§ **GOAL OF THE EXERCISE**
Find the line that contains "Can you see the wheel". Then set down that line and all the lines after it, to the end of the records, exactly and with nothing added.

Items listed in a dataset
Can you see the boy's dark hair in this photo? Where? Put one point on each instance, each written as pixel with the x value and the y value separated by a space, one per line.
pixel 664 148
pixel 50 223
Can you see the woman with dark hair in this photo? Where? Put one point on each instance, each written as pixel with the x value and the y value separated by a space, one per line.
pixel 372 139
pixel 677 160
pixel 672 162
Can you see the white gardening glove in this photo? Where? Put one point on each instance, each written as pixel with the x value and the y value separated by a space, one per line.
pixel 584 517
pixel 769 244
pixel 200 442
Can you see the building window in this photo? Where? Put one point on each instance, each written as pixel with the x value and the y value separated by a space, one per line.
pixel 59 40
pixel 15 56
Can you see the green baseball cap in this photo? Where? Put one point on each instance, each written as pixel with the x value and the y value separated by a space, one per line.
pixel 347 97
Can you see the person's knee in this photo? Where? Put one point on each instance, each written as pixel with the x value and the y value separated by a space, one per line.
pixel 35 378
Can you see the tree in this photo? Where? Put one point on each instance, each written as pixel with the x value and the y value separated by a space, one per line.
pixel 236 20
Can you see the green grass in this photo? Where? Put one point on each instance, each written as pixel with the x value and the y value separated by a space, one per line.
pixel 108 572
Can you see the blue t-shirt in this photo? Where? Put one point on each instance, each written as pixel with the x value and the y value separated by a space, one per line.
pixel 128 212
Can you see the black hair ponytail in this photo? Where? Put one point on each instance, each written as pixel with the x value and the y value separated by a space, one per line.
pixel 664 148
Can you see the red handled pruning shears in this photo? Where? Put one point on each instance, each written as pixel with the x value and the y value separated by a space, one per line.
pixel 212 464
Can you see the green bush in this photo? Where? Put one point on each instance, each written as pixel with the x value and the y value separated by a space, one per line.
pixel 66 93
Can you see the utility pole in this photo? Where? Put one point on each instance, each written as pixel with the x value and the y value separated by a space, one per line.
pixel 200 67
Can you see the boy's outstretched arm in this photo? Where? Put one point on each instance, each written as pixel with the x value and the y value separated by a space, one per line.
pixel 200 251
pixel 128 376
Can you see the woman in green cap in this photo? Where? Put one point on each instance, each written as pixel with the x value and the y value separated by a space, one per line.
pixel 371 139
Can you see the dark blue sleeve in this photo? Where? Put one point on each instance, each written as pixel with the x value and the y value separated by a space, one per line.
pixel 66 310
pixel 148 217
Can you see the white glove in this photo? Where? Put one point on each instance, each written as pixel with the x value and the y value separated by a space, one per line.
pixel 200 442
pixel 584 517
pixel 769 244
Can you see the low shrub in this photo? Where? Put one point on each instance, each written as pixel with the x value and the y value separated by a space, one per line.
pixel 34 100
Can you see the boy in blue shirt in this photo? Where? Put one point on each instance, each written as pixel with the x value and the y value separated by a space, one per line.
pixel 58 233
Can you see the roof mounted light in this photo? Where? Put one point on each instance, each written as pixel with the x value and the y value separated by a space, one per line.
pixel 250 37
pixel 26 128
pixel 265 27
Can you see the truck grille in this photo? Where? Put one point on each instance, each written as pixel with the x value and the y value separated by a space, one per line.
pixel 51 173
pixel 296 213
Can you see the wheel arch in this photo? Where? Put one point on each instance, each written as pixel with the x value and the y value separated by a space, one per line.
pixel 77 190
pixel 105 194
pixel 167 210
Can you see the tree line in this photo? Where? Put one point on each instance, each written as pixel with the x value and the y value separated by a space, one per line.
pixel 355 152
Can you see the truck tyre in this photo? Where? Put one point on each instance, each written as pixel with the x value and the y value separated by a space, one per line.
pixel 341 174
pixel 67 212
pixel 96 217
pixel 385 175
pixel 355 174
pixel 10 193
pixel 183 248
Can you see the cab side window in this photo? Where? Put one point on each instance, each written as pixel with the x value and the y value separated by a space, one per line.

§ **SOLUTION TO THE EXERCISE**
Can you see the wheel arch in this photo? Where? Put one point on each instance, each written as pixel with the x value and the y value separated by a space, one per line.
pixel 77 190
pixel 105 194
pixel 167 210
Can you see the tree line in this photo? Where? Put one point on each instance, each written as pixel with the x value and the y value separated by a space, one per line.
pixel 355 152
Can you see the truck tyre in this photo? Where? Put one point on each instance, each written as pixel with the x value and the y value separated by a space, one per line.
pixel 341 174
pixel 67 212
pixel 96 217
pixel 385 175
pixel 355 174
pixel 10 193
pixel 183 248
Can you see the cab side window in this photo? Where? Put one point on each instance, each written as pixel with the x value and the y value separated by a space, one per line.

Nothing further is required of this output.